>> START GIVEN RECORDS

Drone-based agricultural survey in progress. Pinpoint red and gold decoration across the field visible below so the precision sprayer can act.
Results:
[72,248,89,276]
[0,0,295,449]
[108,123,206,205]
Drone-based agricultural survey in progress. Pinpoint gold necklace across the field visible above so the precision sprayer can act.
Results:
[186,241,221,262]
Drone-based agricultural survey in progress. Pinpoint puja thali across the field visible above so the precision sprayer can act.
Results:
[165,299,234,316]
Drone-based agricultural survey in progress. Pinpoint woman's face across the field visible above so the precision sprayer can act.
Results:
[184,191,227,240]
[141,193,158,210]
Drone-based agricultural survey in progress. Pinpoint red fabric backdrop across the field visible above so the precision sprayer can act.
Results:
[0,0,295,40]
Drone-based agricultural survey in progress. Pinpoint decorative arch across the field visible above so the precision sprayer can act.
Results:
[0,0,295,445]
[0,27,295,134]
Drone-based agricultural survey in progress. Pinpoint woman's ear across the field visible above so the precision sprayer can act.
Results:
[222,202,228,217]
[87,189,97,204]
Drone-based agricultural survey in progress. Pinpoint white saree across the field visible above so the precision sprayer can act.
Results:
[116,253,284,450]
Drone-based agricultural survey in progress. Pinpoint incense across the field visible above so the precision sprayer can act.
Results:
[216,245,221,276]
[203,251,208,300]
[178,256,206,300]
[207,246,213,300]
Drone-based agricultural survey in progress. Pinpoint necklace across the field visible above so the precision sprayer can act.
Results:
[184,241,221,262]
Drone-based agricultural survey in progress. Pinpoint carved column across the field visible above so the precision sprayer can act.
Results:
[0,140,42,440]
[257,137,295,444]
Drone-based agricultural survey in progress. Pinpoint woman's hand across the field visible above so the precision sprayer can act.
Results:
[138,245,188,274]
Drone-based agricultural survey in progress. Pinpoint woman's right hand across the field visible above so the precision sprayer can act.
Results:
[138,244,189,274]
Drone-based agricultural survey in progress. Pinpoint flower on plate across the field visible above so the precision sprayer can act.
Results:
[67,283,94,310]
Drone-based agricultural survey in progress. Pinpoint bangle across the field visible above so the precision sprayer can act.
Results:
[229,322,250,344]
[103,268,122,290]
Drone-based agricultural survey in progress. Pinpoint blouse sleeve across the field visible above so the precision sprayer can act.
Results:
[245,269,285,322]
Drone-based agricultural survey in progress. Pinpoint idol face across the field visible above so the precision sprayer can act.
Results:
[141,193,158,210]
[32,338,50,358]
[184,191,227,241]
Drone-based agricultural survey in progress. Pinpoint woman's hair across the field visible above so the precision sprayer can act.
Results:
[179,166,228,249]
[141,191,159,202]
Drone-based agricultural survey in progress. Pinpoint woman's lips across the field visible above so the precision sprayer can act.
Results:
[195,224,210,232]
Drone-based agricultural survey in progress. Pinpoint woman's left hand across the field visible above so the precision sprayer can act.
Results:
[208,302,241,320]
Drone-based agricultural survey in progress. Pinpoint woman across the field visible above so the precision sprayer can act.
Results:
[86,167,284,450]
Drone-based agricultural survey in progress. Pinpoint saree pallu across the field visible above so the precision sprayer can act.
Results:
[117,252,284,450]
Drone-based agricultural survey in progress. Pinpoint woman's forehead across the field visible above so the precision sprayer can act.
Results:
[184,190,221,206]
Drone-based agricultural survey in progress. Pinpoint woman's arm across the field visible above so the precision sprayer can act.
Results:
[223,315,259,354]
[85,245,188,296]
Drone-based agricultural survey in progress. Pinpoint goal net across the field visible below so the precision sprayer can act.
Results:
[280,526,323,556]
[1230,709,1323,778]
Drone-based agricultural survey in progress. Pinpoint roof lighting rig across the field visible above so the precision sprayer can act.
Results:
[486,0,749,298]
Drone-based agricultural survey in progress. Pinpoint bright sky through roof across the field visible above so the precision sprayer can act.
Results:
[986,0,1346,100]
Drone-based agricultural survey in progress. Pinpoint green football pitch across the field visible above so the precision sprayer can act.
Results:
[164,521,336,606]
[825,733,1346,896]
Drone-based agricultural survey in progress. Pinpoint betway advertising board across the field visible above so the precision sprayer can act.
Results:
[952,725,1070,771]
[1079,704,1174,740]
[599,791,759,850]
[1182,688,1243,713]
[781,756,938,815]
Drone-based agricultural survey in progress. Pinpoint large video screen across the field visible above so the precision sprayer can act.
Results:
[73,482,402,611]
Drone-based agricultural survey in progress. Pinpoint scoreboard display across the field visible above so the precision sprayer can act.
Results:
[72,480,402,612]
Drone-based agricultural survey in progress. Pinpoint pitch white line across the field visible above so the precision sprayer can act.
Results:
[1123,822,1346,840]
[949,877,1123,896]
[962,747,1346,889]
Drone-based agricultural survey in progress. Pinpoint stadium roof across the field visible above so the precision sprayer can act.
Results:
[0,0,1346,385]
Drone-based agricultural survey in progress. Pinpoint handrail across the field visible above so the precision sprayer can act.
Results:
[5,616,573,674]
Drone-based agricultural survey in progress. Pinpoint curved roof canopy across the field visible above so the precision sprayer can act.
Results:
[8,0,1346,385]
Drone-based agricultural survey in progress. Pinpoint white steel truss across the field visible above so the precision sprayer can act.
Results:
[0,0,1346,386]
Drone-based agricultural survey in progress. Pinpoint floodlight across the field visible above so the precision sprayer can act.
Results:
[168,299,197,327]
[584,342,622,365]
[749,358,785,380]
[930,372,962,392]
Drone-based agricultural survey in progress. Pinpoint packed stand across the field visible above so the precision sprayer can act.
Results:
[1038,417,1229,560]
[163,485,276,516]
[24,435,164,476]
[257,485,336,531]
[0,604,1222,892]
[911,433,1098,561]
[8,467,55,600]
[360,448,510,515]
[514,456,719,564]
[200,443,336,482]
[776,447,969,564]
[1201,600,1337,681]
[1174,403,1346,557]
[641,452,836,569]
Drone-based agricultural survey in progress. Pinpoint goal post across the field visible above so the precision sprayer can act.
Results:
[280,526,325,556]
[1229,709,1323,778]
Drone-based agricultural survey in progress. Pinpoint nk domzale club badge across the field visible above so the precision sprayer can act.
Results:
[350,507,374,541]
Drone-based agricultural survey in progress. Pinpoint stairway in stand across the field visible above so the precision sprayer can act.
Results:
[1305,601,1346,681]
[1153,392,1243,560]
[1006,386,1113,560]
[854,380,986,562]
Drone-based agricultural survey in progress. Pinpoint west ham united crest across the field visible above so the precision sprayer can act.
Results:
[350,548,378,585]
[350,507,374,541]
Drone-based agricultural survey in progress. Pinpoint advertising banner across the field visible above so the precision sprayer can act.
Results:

>> END GIVEN RECORDS

◆ DIRECTION ◆
Recast every row above as a numbered list, omitting any blank lines.

◆ COMPLETED TASK ◆
1. Drone-based agricultural survey in progress. Pinpoint red and gold decoration across the field visible below so the precision sprayer can act.
2. Results:
3. [72,248,89,276]
4. [0,0,295,449]
5. [108,123,206,205]
6. Drone-based agricultural survey in progress. Pinpoint gold necklace across the field visible above so the precision sprayer can act.
7. Results:
8. [186,241,221,262]
9. Drone-based agricultural survey in progress. Pinpoint puja thali across the field visible above so the precision sprayer can act.
10. Results:
11. [165,299,234,316]
12. Drone-based agricultural survey in progress. Pinpoint woman's face across the field visible above so the precision sprayer can act.
13. Results:
14. [184,191,227,240]
15. [141,193,158,210]
16. Drone-based agricultural survey in progress. Pinpoint red fabric backdrop across the field visible above so the precision sprayer can act.
17. Results:
18. [0,0,295,40]
19. Drone-based agricultural survey in progress. Pinpoint decorative arch across the field visible above so the precision sprayer can act.
20. Results:
21. [0,0,295,445]
22. [0,27,295,134]
23. Drone-based agricultural survey in progress. Pinpoint woman's ear across the field visible above so the precision sprayer can act.
24. Results:
25. [222,202,228,217]
26. [87,189,97,204]
27. Drone-based agricultural survey in progress. Pinpoint white saree across the field visible above so the precision sprayer can act.
28. Results:
29. [116,253,284,450]
30. Drone-based agricultural survey in progress. Pinpoint incense across the field visible above so the precision sprayer can act.
31. Results:
32. [216,245,221,276]
33. [203,251,208,300]
34. [178,256,206,300]
35. [207,246,213,300]
36. Drone-based agricultural survey in progress. Pinpoint necklace across the field visible above so the precision sprayer can act.
37. Results:
38. [184,241,221,262]
39. Drone-based agricultural survey in progress. Pinpoint carved column across the field visible above so the precision sprayer can act.
40. Results:
41. [0,140,42,440]
42. [257,137,295,444]
43. Drone-based agricultural survey in progress. Pinpoint woman's hand across the field visible above so the precision sprayer can act.
44. Results:
45. [138,245,188,274]
46. Drone-based agricultural survey in progress. Pinpoint woman's right hand across the field visible above so the precision sprayer can act.
47. Results:
48. [138,244,189,274]
49. Drone-based agricultural survey in progress. Pinpoint flower on plate across the field visible above so the precision sprayer can act.
50. Results:
51. [67,283,94,310]
52. Drone-based agricultural survey in progress. Pinpoint bangle across the field visible above so the precision sprayer can act.
53. Results:
54. [229,322,250,344]
55. [103,268,122,290]
56. Drone-based agricultural survey in progress. Pinpoint blouse sleeve across the field visible above so the precision sprayer can act.
57. Results:
58. [245,269,285,322]
59. Drone-based agricultural survey in progress. Pinpoint idol face across the field visible above so the precision sprayer can act.
60. Results:
61. [141,193,158,210]
62. [32,338,50,358]
63. [184,191,227,241]
64. Drone-based agricultural survey in progress. Pinpoint woman's hair across the field visible above so the precision sprayer can act.
65. Results:
66. [179,166,228,249]
67. [141,191,159,202]
68. Drone-based agricultural survey in progress. Pinpoint woman's lips across the field visible above so the precision sprayer can act.
69. Results:
70. [195,224,210,232]
71. Drone-based agricultural survey in progress. Pinpoint woman's left hand across the field visible above so the precision sprayer can act.
72. Results:
73. [208,302,241,320]
74. Drone-based agricultural survey in progress. Pinpoint woman across the field visible above so the precision sprayer can act.
75. Results:
76. [86,167,284,450]
77. Drone-based agricultural survey in progress. Pinpoint saree pallu across the field visible above so the precision sprayer can act.
78. Results:
79. [117,252,284,450]
80. Drone-based agricultural survey in progress. Pinpoint woman's forehead across the field visible above so the precision sprayer can act.
81. Results:
82. [184,190,221,206]
83. Drone-based agricultural survey in progress. Pinpoint woman's arm across the field visible above so the precision sprayer can act.
84. Results:
85. [223,315,259,354]
86. [85,245,188,296]
87. Drone-based agricultural survey in progress. Pinpoint goal net across the field visible below so the precision sprayer can act.
88. Results:
89. [280,526,323,556]
90. [1230,709,1323,778]
91. Drone-based agricultural survey in progress. Pinpoint roof lighting rig across the field visible above so the precision sprayer can act.
92. Results:
93. [486,0,749,298]
94. Drone-based agricultural survey in progress. Pinpoint bright sky through roof across the field visible above so the precision sprayer can act.
95. Results:
96. [986,0,1346,100]
97. Drone-based agricultural survey in progress. Pinpoint green football pitch across the field visible above so the precision sprayer can act.
98. Results:
99. [164,521,336,606]
100. [825,733,1346,896]
101. Drone-based agricultural survey in progress. Pinpoint betway advertising board across the field visible above so the precision sprayer can act.
102. Results:
103. [952,725,1070,771]
104. [1079,704,1174,740]
105. [599,791,759,850]
106. [1182,688,1243,713]
107. [781,756,938,815]
108. Drone-based agricultural survey in progress. Pinpoint large video screen across the field visible above so the precision sprayer can act.
109. Results:
110. [73,482,402,611]
111. Drone-based agricultural survey in progress. Pinpoint scoreboard display across the field visible above so the precision sprayer can act.
112. Results:
113. [72,480,402,612]
114. Drone-based agricultural survey in progress. Pinpoint pitch white line across the field visible above so the precision sprayer can act.
115. Results:
116. [1123,822,1346,840]
117. [949,877,1123,896]
118. [962,747,1346,889]
119. Drone-based agricultural survey in progress. Pinpoint stadium roof across the field visible above so the precision sprayer can act.
120. Results:
121. [0,0,1346,385]
122. Drone-based agricultural survey in progress. Pinpoint handrail across the field visible above so the precision sprayer can act.
123. Results:
124. [5,616,573,674]
125. Drone-based agricultural survey in progress. Pinpoint curved roof canopy across the field visible above so the precision sprayer can act.
126. Results:
127. [8,0,1346,385]
128. Drone-based agricultural survey in progress. Pinpoint white steel truss across the field visible above so the precision sprayer can act.
129. Results:
130. [0,0,1346,386]
131. Drone-based agricultural survey in progress. Pinpoint floodlight across the field visible above so the precision sprayer can act.
132. Results:
133. [168,299,197,327]
134. [584,342,622,365]
135. [749,358,785,380]
136. [930,372,962,392]
137. Drone-based agricultural survey in progress. Pinpoint packed stand across the field visible above so the precision sprayer can act.
138. Results:
139. [1038,417,1229,560]
140. [163,485,276,516]
141. [24,435,164,476]
142. [257,485,336,531]
143. [0,604,1222,892]
144. [911,433,1098,561]
145. [8,467,55,600]
146. [360,448,510,515]
147. [514,456,719,564]
148. [200,443,336,482]
149. [776,447,969,564]
150. [1201,600,1337,681]
151. [1174,403,1346,557]
152. [641,452,836,569]
153. Drone-based agricultural survey in progress. Pinpoint goal post across the field visible above so the precision sprayer can act.
154. Results:
155. [280,526,325,556]
156. [1229,709,1323,778]
157. Drone-based agricultural survey in progress. Pinpoint nk domzale club badge across the field visible above so the precision sprayer can act.
158. Results:
159. [350,507,374,541]
160. Drone-based agricultural survey in progress. Pinpoint stairway in stand across the field visible above so the precision sprayer can act.
161. Results:
162. [1305,601,1346,681]
163. [1153,392,1243,560]
164. [1006,386,1113,560]
165. [854,380,986,562]
166. Drone-based agricultural survey in progress. Pinpoint west ham united crest across the field visible above so the precision sprayer can act.
167. Results:
168. [350,548,378,585]
169. [350,507,374,541]
170. Drone-based agricultural survey in progress. Pinpoint advertising banner across the field visible above so the precision sprayer can act.
171. Results:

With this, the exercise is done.